:: PROBLEM DESCRIPTION ::
Pick out and copy every line of the data below that contains the word "vegetable".

▼

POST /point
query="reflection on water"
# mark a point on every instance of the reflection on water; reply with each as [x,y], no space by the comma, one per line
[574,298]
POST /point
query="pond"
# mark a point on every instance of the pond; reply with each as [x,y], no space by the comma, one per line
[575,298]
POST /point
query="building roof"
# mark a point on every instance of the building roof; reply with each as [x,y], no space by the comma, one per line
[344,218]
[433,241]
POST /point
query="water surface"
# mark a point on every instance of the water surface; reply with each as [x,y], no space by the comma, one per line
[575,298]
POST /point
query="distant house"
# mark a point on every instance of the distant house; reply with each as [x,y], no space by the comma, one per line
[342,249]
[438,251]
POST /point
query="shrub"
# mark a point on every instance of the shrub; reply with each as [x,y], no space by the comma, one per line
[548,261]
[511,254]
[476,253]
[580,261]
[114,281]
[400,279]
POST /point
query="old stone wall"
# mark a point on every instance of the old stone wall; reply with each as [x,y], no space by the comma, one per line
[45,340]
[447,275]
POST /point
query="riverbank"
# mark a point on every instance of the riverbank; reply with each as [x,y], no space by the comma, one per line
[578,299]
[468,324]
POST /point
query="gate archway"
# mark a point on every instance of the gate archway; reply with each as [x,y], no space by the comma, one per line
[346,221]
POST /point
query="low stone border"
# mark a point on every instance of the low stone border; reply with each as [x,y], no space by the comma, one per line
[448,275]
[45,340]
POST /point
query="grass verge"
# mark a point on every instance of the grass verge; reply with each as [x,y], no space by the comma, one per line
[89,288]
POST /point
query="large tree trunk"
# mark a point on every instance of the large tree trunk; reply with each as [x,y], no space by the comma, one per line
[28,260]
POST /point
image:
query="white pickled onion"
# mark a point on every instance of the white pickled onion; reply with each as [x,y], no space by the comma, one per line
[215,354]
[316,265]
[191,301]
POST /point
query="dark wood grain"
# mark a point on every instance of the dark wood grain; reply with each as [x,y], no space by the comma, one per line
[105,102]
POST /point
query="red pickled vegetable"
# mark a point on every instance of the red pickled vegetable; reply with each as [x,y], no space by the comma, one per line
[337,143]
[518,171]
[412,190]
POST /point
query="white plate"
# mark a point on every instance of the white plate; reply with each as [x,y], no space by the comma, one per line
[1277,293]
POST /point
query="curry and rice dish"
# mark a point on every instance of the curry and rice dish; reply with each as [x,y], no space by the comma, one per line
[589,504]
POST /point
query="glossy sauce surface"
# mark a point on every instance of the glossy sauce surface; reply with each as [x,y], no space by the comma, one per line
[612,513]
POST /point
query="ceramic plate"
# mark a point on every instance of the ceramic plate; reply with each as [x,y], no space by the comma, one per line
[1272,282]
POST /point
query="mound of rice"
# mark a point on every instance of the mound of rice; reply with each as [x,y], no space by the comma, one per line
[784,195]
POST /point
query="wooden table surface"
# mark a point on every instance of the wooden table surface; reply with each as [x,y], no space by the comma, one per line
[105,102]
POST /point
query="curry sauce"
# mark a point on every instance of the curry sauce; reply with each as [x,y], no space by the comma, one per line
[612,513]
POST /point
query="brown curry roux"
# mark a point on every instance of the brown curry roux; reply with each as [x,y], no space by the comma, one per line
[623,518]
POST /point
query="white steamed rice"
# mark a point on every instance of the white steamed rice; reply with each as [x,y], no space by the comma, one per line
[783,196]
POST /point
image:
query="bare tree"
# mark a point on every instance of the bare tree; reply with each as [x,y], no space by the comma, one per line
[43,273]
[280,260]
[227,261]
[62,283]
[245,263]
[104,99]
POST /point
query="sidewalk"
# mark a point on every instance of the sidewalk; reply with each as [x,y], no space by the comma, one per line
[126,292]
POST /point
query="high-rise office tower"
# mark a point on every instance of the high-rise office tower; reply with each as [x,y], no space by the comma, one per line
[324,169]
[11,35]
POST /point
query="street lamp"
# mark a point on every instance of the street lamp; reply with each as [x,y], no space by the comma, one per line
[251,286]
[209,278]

▲

:: FINISHED ANSWER ::
query="red pickled vegetable"
# mark a point on every instance of the red pickled vegetable; reply with each as [x,y], no space by the comma, one per line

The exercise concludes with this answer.